Entries taken from a collection
------------------------

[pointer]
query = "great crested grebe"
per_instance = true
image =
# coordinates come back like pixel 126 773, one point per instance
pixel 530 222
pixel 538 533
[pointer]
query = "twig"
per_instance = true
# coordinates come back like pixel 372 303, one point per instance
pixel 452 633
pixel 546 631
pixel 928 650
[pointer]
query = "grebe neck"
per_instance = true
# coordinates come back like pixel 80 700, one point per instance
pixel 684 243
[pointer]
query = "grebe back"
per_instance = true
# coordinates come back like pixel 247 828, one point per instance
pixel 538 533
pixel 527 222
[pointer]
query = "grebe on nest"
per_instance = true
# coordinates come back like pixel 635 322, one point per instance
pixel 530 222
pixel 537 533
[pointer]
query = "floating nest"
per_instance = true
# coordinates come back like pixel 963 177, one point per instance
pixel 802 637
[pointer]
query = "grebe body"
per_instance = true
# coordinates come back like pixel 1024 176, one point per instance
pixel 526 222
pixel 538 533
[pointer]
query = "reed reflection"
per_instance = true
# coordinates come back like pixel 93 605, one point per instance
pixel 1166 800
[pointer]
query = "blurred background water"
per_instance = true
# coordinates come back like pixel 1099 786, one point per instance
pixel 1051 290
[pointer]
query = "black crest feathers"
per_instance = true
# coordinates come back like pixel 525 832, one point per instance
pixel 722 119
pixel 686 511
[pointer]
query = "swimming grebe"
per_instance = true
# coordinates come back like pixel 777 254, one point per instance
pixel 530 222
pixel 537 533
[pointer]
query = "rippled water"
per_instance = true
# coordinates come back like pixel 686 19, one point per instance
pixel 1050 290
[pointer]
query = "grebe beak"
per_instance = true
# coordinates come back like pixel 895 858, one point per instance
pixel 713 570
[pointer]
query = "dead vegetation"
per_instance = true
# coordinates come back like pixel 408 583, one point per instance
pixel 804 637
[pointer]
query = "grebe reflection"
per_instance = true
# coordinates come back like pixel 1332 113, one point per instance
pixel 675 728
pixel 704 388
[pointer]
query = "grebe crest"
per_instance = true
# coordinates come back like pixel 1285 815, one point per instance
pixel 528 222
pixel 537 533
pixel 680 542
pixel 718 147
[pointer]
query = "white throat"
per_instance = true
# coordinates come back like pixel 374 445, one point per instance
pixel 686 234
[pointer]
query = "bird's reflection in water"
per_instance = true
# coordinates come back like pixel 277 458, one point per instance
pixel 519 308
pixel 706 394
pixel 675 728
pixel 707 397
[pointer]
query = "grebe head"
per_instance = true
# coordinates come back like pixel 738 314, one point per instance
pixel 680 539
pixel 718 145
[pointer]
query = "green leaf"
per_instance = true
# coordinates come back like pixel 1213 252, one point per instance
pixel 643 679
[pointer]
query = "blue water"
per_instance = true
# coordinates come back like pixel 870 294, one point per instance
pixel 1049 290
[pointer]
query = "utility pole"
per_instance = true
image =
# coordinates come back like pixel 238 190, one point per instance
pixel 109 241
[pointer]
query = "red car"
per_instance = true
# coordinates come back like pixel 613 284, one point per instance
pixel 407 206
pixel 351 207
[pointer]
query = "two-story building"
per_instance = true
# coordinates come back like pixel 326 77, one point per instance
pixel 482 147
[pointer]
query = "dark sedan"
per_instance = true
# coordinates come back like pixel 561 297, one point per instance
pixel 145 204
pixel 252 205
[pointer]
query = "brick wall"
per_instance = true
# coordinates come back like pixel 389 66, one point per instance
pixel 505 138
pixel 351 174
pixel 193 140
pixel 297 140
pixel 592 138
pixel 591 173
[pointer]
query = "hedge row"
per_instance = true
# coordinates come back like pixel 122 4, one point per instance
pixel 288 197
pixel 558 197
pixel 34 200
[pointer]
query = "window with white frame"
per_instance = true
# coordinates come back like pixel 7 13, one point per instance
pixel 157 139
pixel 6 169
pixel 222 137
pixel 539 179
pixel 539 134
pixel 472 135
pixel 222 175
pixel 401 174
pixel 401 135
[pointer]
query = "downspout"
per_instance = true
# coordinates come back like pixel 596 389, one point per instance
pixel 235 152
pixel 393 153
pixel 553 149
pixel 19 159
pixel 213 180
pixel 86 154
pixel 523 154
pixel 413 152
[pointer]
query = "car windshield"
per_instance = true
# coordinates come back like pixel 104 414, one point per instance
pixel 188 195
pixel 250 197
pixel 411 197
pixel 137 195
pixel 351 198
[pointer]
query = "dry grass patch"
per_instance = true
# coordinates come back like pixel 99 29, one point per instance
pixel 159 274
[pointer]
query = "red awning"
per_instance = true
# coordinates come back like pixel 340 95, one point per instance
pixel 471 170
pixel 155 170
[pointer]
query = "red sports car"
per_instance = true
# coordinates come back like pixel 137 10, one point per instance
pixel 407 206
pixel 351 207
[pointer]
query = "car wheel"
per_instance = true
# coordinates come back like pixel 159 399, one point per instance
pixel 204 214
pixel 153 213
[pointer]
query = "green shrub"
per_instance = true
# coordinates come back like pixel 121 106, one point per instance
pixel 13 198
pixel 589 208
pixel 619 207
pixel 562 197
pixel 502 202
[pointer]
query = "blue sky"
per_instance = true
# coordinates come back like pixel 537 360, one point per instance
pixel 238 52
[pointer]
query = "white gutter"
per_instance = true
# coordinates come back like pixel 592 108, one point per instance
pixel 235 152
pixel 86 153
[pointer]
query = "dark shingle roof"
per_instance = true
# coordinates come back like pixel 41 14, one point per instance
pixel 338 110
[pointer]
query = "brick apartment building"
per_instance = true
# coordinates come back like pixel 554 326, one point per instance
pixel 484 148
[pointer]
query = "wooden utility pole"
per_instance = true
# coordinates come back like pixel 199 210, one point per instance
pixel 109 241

------------------------

● Task goal
Go back to the listing above and please repeat it exactly.

● Task result
[pointer]
query = "great crested grebe"
per_instance = true
image =
# coordinates come back like pixel 126 773, one point per instance
pixel 530 222
pixel 538 533
[pointer]
query = "twig"
per_instance = true
# coordinates come back like pixel 372 303, one point per instance
pixel 452 633
pixel 546 631
pixel 928 650
[pointer]
query = "grebe neck"
per_instance = true
# coordinates come back like pixel 80 700, one point per instance
pixel 684 243
[pointer]
query = "grebe back"
per_instance = true
# coordinates come back like pixel 247 828, one point per instance
pixel 538 533
pixel 527 222
[pointer]
query = "grebe on nest"
per_instance = true
# coordinates come back like pixel 635 322, one point per instance
pixel 530 222
pixel 537 533
[pointer]
query = "floating nest"
per_instance = true
# coordinates come back like pixel 963 177, one point per instance
pixel 802 637
[pointer]
query = "grebe body"
per_instance = true
# coordinates come back like pixel 1024 176, one point per instance
pixel 526 222
pixel 538 533
[pointer]
query = "reed reflection"
per_instance = true
# coordinates come back like pixel 93 605, one point per instance
pixel 1166 800
[pointer]
query = "blurred background water"
per_instance = true
# coordinates come back like pixel 1099 786, one point per instance
pixel 1051 290
[pointer]
query = "black crest feathers"
per_instance = true
# coordinates come back like pixel 525 832, one point per instance
pixel 722 119
pixel 686 511
[pointer]
query = "swimming grebe"
per_instance = true
# coordinates come back like pixel 777 254, one point per instance
pixel 530 222
pixel 537 533
[pointer]
query = "rippled water"
per_instance = true
# coordinates come back like pixel 686 19, one point per instance
pixel 1050 290
[pointer]
query = "grebe beak"
per_instance = true
# coordinates come back like pixel 895 858, one point per instance
pixel 713 570
[pointer]
query = "dead vegetation"
per_instance = true
# coordinates come back like pixel 408 583, one point per instance
pixel 804 637
[pointer]
query = "grebe reflection"
per_instance = true
# coordinates come back like pixel 1332 113, one point per instance
pixel 675 728
pixel 704 388
[pointer]
query = "grebe crest"
per_instance = true
# coordinates come back like pixel 1285 815, one point per instance
pixel 528 222
pixel 537 533
pixel 680 542
pixel 718 147
[pointer]
query = "white throat"
per_instance = true
# coordinates come back like pixel 374 445, one point per instance
pixel 686 234
[pointer]
query = "bird's reflection in water"
per_instance = true
# coordinates come back like pixel 277 458, one point per instance
pixel 519 308
pixel 706 394
pixel 675 728
pixel 707 397
[pointer]
query = "grebe head"
per_instance = true
# coordinates come back like pixel 738 314, one point per instance
pixel 680 539
pixel 718 145
[pointer]
query = "green leaf"
per_instance = true
# coordinates come back like pixel 1213 252, one point per instance
pixel 643 679
[pointer]
query = "blue water"
per_instance = true
# coordinates come back like pixel 870 294, one point per instance
pixel 1049 290
[pointer]
query = "utility pole"
per_instance = true
image =
# coordinates come back like pixel 238 190, one point per instance
pixel 109 241
[pointer]
query = "red car"
per_instance = true
# coordinates come back like pixel 613 284, one point per instance
pixel 407 206
pixel 351 207
[pointer]
query = "two-story building"
per_instance = true
# coordinates come back like pixel 326 77, one point per instance
pixel 482 147
[pointer]
query = "dark sedan"
per_instance = true
# coordinates come back like pixel 561 297, one point per instance
pixel 145 204
pixel 252 205
[pointer]
query = "brick wall"
per_instance = true
# coordinates come back like pixel 389 66, one point per instance
pixel 505 138
pixel 351 174
pixel 193 140
pixel 297 140
pixel 592 138
pixel 591 173
[pointer]
query = "hedge row"
per_instance = true
# coordinates come back like pixel 122 4, one point per instance
pixel 288 197
pixel 558 197
pixel 34 200
[pointer]
query = "window with white frame"
per_instance = true
# coordinates come back like pixel 7 13, one point per instance
pixel 157 139
pixel 6 169
pixel 222 137
pixel 539 179
pixel 539 134
pixel 472 135
pixel 222 175
pixel 401 174
pixel 401 135
[pointer]
query = "downspout"
per_instance = true
# coordinates come back like pixel 596 389, one point per instance
pixel 235 152
pixel 393 153
pixel 553 149
pixel 19 159
pixel 213 180
pixel 86 154
pixel 523 154
pixel 413 152
[pointer]
query = "car windshield"
per_instance = true
# coordinates come back like pixel 104 414, one point per instance
pixel 188 195
pixel 250 197
pixel 411 197
pixel 137 195
pixel 351 198
[pointer]
query = "dry grass patch"
per_instance = true
# coordinates come back like pixel 99 29, one point per instance
pixel 159 274
[pointer]
query = "red awning"
per_instance = true
# coordinates come back like pixel 340 95, one point per instance
pixel 471 170
pixel 155 170
[pointer]
query = "red sports car"
per_instance = true
# coordinates come back like pixel 137 10, one point per instance
pixel 407 206
pixel 351 207
[pointer]
query = "car wheel"
per_instance = true
# coordinates come back like pixel 159 399, one point per instance
pixel 204 214
pixel 153 213
[pointer]
query = "green shrub"
per_instance = true
# coordinates come back like pixel 121 106, one point per instance
pixel 13 198
pixel 589 208
pixel 619 207
pixel 562 197
pixel 502 202
[pointer]
query = "blue sky"
per_instance = true
# coordinates come back like pixel 537 360, one point per instance
pixel 238 52
[pointer]
query = "white gutter"
per_instance = true
# coordinates come back like pixel 592 108, one point per instance
pixel 235 152
pixel 86 153
[pointer]
query = "dark shingle roof"
per_instance = true
# coordinates come back like pixel 41 14, one point per instance
pixel 338 110
[pointer]
query = "brick apartment building"
per_instance = true
# coordinates come back like pixel 554 326, one point per instance
pixel 484 148
[pointer]
query = "wooden utility pole"
per_instance = true
# coordinates come back like pixel 199 210, one point per instance
pixel 109 241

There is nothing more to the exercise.